*What you will do*. Please switch "instance" to "occurrence" throughout the data below, and give it again with everything else unchanged.

*Material provided*.

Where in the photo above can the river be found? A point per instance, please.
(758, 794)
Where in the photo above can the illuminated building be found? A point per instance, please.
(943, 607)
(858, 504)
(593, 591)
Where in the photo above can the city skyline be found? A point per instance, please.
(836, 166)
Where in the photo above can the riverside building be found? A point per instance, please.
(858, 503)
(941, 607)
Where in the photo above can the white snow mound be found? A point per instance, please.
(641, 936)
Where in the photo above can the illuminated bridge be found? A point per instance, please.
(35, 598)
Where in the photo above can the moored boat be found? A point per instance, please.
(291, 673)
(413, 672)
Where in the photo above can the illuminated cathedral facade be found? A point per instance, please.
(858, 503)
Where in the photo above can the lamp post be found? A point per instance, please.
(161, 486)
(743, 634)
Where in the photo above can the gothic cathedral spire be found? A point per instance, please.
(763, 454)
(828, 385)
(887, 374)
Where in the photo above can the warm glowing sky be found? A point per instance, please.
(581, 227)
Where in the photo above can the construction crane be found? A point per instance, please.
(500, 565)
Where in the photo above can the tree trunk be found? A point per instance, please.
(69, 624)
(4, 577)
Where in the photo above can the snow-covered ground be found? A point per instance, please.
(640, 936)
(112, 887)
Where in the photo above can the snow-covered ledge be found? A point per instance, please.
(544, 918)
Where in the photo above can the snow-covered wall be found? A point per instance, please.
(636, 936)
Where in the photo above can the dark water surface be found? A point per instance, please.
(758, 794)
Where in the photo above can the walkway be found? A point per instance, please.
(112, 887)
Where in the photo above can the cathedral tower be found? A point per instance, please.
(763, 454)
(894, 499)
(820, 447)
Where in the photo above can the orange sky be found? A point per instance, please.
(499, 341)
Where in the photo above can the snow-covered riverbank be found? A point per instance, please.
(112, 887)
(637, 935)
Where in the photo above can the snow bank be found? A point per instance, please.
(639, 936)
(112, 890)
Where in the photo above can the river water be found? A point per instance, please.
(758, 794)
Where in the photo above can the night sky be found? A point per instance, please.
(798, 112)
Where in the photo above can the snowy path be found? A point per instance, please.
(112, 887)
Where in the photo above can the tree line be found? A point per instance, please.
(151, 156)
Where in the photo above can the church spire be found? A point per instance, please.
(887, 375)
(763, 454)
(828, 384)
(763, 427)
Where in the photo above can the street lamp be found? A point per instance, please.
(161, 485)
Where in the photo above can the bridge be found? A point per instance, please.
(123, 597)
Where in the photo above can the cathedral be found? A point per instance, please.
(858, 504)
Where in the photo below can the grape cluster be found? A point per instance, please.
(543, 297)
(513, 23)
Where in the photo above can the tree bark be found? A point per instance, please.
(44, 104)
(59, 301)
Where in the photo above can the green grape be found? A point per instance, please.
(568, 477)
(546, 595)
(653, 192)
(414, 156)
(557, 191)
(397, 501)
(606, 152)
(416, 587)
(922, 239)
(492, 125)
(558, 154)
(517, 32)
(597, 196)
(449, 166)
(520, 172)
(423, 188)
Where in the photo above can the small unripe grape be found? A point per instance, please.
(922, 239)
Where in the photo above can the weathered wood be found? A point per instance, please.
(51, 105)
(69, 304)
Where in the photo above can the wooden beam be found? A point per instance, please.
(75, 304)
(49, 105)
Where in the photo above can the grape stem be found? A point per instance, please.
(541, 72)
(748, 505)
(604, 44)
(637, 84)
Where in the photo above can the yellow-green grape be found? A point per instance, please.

*Answer to the task*.
Where in the photo above can the river be found? A point per occurrence, please.
(758, 794)
Where in the photo above can the illuminated building be found? A point per occurrence, please.
(943, 607)
(858, 504)
(593, 591)
Where in the photo above can the city skyline be found? A point per occurrence, please.
(836, 166)
Where in the photo above can the riverside building be found? A point per occurrence, please.
(858, 503)
(941, 607)
Where in the photo above can the white snow mound be found? A point per occurrence, please.
(641, 936)
Where in the photo above can the illuminated bridge be found? A point per occurrence, please.
(35, 598)
Where in the photo above can the moored boat be found? A point per occurrence, please.
(291, 673)
(413, 672)
Where in the photo above can the illuminated cathedral facade be found? A point per occurrence, please.
(858, 503)
Where in the photo above can the lamp post be found? A point per occurrence, please.
(161, 486)
(743, 634)
Where in the photo above can the gothic cathedral spire be found? A point per occurrence, please.
(763, 454)
(828, 385)
(887, 374)
Where in the photo above can the warm glowing sky be found? A point per occurrence, please.
(581, 227)
Where in the photo above can the construction crane be found? A point per occurrence, please.
(500, 565)
Where in the photo above can the tree trunk be found? A point per occurrence, please.
(69, 624)
(4, 577)
Where in the photo above can the snow-covered ground be found? A point per occurrence, please.
(640, 936)
(112, 887)
Where in the photo above can the snow-covered ledge be found? A point per occurrence, please.
(544, 918)
Where in the photo above can the snow-covered wall be found? A point per occurrence, please.
(636, 936)
Where in the photo above can the dark water surface be found? A point per occurrence, please.
(758, 794)
Where in the photo above can the walkway be found? A point per occurrence, please.
(112, 887)
Where in the photo above can the cathedral tower be found? A point per occurrence, please.
(763, 454)
(894, 499)
(820, 447)
Where in the photo above can the orange sky be found? A point per occurrence, please.
(499, 341)
Where in the photo above can the snow-covered riverbank be found? A point per occurrence, please.
(112, 887)
(637, 935)
Where in the photo above can the snow bank be found? A point per occurrence, please.
(639, 936)
(112, 890)
Where in the photo above can the river water be found? A point per occurrence, please.
(758, 794)
Where in the photo above can the night sky be found? A point per occurrence, please.
(798, 112)
Where in the photo above can the snowy path be found? A point per occurrence, please.
(112, 887)
Where in the photo above can the tree line be found? A point per occurrence, please.
(151, 156)
Where in the photo above can the church spire be found? A point per occurrence, please.
(887, 375)
(763, 454)
(828, 384)
(763, 427)
Where in the photo above can the street lamp be found? A point per occurrence, please.
(161, 485)
Where in the photo above can the bridge be found? A point per occurrence, please.
(123, 597)
Where in the photo above can the cathedral be found? A point per occurrence, please.
(858, 504)
Where in the photo below can the grape cluster be found? A point per occurrence, please.
(543, 297)
(513, 23)
Where in the photo above can the tree bark be found? A point per occurrence, please.
(44, 104)
(59, 301)
Where in the photo above can the green grape be found? A point per occurrence, please.
(568, 477)
(546, 595)
(653, 192)
(414, 156)
(557, 191)
(397, 501)
(606, 152)
(416, 587)
(922, 239)
(492, 125)
(558, 154)
(517, 32)
(597, 196)
(449, 166)
(520, 172)
(423, 188)
Where in the photo above can the small unripe grape be found? A point per occurrence, please.
(922, 239)
Where in the photo above can the weathered wood be found? A point per occurrence, please.
(51, 105)
(69, 304)
Where in the photo above can the wooden beam be found? A point per occurrence, please.
(75, 304)
(49, 105)
Where in the photo above can the grape stem be found? A point per occurrence, please.
(541, 72)
(748, 505)
(604, 44)
(637, 84)
Where in the photo above can the yellow-green grape be found? A point per occurrence, please.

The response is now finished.